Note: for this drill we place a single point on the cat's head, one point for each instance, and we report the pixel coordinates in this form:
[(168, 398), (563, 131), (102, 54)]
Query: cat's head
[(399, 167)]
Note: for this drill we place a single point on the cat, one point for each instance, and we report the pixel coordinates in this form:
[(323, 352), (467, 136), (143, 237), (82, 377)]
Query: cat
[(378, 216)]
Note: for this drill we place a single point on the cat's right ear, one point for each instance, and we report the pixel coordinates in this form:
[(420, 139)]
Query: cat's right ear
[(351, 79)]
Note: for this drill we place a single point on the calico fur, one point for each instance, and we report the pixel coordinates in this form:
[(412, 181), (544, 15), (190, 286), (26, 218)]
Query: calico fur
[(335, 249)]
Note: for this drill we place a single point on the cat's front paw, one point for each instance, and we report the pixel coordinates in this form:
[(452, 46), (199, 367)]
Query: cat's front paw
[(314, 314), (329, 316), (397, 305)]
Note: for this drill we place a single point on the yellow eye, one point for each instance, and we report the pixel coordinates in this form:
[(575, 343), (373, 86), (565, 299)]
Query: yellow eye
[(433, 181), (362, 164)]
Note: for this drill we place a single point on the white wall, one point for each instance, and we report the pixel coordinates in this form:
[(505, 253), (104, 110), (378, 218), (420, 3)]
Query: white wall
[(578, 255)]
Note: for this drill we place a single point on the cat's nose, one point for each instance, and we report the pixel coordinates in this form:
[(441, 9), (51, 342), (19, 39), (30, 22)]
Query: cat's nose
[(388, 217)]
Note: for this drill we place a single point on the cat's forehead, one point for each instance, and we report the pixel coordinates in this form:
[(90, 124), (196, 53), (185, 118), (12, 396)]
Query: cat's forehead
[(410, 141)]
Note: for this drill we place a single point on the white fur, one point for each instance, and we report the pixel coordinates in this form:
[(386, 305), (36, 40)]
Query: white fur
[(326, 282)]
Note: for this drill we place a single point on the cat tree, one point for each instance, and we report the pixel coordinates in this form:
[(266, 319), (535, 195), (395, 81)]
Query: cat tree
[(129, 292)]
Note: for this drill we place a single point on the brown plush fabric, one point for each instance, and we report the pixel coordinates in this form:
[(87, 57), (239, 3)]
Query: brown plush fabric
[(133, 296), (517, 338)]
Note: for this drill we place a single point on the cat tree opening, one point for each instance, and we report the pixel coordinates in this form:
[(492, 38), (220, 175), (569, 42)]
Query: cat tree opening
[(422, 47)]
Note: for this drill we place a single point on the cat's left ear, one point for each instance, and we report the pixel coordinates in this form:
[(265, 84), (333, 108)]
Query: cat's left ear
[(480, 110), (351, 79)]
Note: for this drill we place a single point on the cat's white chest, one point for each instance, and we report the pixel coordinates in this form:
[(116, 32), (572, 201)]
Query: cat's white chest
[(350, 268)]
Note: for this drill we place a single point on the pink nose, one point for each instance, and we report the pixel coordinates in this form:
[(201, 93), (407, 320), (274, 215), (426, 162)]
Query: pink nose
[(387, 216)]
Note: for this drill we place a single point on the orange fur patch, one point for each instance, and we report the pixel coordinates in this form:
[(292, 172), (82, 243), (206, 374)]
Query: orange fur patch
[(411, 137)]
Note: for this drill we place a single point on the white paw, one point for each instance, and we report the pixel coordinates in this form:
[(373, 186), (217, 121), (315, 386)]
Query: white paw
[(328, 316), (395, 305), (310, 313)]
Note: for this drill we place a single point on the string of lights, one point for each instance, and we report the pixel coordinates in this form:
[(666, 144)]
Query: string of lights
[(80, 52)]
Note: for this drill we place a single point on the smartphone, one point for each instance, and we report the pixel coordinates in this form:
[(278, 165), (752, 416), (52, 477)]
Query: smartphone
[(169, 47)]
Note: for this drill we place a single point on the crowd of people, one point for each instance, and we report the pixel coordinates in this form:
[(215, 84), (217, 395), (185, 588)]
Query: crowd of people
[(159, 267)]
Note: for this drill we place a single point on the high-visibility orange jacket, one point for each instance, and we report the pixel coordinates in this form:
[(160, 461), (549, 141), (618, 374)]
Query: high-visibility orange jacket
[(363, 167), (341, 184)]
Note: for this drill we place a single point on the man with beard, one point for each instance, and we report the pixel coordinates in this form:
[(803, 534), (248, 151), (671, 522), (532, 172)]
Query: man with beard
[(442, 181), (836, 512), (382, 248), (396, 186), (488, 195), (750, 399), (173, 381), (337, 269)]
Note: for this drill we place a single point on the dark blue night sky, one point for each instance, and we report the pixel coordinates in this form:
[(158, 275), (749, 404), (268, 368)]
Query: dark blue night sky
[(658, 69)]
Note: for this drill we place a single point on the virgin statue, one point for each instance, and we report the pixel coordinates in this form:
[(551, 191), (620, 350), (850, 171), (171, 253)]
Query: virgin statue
※
_What to do_. Which lines above run from the one containing "Query: orange fur patch" down to the one containing "[(803, 534), (248, 151), (671, 522), (532, 172)]"? Repeat exactly those, both ends included, and nothing else.

_Written solution_.
Query: orange fur patch
[(411, 137)]
Note: for this drill we place a single point on the white paw, one point for each instance, and we report the pixel coordinates in this form:
[(373, 186), (217, 121), (315, 386)]
Query: white paw
[(328, 316), (395, 305), (310, 313)]
Note: for this drill we place a single point on the string of lights, one point for each instance, and we report the pixel coordinates in this form:
[(666, 144)]
Query: string of lights
[(80, 52)]
Note: for this drill we place a single point on the smartphone, one point for each instance, and we report the pixel coordinates in this form:
[(278, 165), (752, 416), (52, 477)]
Query: smartphone
[(169, 47)]
Note: for this drill we place a single point on the crowd of people, one point for each instance, and we report the pixel coordinates in this form:
[(215, 84), (217, 395), (185, 588)]
Query: crowd of people
[(159, 267)]
Note: for this drill we place a single point on the high-visibility orange jacket, one point for each instance, and we report the pixel coordinates in this form:
[(160, 461), (549, 141), (618, 374)]
Query: high-visibility orange jacket
[(363, 167), (341, 184)]
Note: for this drill we place a single point on the man with beard, one point for each instance, and we report the pixel coordinates in this form:
[(803, 534), (248, 151), (671, 522), (532, 172)]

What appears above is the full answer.